Given problem » Transcribe the whole listing without a single picture.

Entries shown »
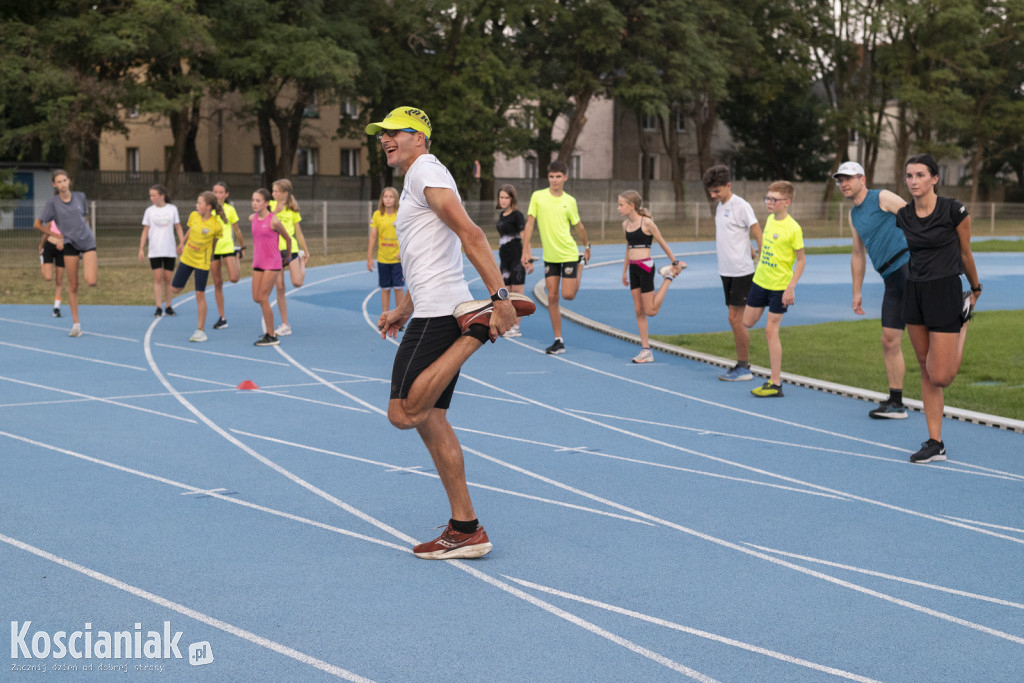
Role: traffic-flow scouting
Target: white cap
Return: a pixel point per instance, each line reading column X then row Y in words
column 849, row 168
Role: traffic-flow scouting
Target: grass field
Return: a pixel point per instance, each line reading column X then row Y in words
column 988, row 381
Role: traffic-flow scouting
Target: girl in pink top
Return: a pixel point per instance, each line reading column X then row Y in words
column 266, row 259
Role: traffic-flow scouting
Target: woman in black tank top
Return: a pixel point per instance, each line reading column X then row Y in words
column 638, row 267
column 935, row 308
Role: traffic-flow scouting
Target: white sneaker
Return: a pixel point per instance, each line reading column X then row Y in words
column 645, row 355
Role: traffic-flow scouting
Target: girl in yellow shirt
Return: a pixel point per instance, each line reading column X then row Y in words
column 382, row 232
column 196, row 251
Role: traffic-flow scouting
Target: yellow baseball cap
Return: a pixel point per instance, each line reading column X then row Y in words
column 402, row 117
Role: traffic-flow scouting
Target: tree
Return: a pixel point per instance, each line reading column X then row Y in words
column 285, row 57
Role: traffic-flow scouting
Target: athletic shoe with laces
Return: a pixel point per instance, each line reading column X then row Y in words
column 666, row 271
column 266, row 340
column 736, row 374
column 453, row 546
column 931, row 452
column 768, row 390
column 888, row 410
column 478, row 311
column 645, row 355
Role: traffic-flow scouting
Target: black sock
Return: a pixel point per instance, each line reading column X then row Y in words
column 464, row 527
column 479, row 332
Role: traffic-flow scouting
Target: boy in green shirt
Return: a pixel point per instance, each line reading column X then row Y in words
column 775, row 279
column 555, row 213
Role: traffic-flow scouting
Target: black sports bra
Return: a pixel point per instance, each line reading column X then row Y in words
column 637, row 238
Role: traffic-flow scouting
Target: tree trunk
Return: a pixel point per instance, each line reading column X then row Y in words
column 577, row 121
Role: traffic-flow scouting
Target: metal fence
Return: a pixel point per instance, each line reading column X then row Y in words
column 335, row 228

Complete response »
Role: traffic-flow scouting
Target: white cap
Return: a pixel point per instance, each line reading column X then row Y in words
column 849, row 168
Role: traffic-flow scouting
Target: grass field
Return: a pixel point per instance, each line reading column X then row Y in words
column 988, row 381
Role: traffic-flow scouting
Target: girl in pink top
Return: a pixel point per instance, each line reading column X then row Y in words
column 266, row 259
Role: traffic-flow scouting
Target: woman in black tank top
Return: a pixel point per instance, each line reading column X then row Y in words
column 638, row 267
column 935, row 308
Role: traffic-flow scouting
Target: white sneaker
Return: a pixel point per instance, each line reading column X then row Y in words
column 645, row 355
Role: traffic-flow scouting
Target: girl in yellow shirt
Return: a pixel point per instance, each line reading column X then row Y in words
column 382, row 232
column 196, row 251
Role: traffic-flow scouting
Target: yellow baseball cap
Return: a pixel point per instance, each line reading column X then row Y in words
column 402, row 117
Role: traffic-flow scouting
Target: tree
Return: a pixel point per instance, each line reading column X then row Y in words
column 285, row 57
Role: traffic-flow scouting
Target: athletic shoe with laces
Return: a pixel point per instance, each line reading column X then row Y in words
column 666, row 271
column 266, row 340
column 736, row 374
column 453, row 546
column 931, row 452
column 768, row 390
column 888, row 410
column 478, row 311
column 645, row 355
Role: traffic-flow scouting
Target: black sock
Return: a pixel point per instance, each line reading column X then row Y in words
column 464, row 527
column 479, row 332
Role: traffic-flow scouting
Target: boy in green shirt
Return: a pixel point per instance, each line reading column X then row Y in words
column 775, row 279
column 555, row 213
Role: traffic-flow scouting
Target: black sports bra
Return: a pixel point per instance, each line reading column X then row Y in words
column 637, row 238
Role: traffic-flow scouting
Target: tree trunk
Return: a pixel point per instance, each line reading column X then row Y in words
column 577, row 121
Role: traffic-flow scouting
Target: metal fence
Return: a pixel point per instance, each line reading column X then row Y in words
column 335, row 228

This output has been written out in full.